-- Opening Marker --

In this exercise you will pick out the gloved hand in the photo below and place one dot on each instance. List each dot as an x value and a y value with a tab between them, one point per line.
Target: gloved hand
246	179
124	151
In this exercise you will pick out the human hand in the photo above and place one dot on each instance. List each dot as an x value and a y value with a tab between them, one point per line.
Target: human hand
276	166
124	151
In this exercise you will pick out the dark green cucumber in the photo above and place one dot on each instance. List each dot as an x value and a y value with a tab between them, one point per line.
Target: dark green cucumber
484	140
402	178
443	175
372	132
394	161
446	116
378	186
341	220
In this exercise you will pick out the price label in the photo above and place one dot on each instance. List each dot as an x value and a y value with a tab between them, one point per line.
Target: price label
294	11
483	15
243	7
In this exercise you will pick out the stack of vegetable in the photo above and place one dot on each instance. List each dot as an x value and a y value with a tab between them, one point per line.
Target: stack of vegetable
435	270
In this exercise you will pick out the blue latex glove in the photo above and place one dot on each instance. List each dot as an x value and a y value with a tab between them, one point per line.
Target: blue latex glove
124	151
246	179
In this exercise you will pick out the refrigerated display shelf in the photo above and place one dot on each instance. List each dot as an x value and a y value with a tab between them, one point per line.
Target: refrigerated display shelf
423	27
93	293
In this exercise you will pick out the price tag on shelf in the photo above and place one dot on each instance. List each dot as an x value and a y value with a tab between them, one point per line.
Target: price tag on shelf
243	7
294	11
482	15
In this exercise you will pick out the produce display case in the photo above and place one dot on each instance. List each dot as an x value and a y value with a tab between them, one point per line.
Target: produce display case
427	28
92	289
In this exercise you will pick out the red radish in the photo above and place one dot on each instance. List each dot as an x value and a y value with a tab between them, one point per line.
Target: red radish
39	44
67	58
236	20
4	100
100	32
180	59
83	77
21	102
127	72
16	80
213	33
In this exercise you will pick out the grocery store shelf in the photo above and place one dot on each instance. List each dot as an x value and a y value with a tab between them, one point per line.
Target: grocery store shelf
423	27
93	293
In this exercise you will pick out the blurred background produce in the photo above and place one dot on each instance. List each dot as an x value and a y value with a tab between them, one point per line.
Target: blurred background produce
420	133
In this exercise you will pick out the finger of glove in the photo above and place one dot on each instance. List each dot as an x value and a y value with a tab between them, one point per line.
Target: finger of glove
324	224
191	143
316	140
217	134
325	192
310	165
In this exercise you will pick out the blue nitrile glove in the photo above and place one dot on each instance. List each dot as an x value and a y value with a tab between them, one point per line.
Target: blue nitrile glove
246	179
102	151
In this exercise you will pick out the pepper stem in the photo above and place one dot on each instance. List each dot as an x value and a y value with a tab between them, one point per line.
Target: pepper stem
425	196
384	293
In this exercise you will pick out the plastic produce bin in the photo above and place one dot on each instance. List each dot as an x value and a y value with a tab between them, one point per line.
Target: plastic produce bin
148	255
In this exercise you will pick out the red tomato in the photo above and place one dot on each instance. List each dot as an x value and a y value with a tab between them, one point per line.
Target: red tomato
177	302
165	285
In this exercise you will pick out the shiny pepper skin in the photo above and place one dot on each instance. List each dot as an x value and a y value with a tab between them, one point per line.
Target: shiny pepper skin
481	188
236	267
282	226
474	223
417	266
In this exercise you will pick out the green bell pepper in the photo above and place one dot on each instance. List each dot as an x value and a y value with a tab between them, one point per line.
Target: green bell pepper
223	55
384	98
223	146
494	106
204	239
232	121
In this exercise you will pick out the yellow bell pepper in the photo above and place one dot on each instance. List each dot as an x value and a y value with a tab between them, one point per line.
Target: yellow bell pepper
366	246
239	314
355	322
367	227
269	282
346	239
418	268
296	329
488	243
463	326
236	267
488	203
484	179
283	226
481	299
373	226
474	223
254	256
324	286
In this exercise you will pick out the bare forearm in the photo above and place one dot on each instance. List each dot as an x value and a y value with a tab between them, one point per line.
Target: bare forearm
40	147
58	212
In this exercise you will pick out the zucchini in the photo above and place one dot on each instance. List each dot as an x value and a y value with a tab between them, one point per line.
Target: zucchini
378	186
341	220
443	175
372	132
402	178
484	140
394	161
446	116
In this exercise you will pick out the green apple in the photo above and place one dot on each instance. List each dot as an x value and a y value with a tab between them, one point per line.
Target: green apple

-- Closing Marker --

● Problem:
Taking the lines of the listing one by one, count those that contain "apple", and answer with the number only.

● Completed task:
2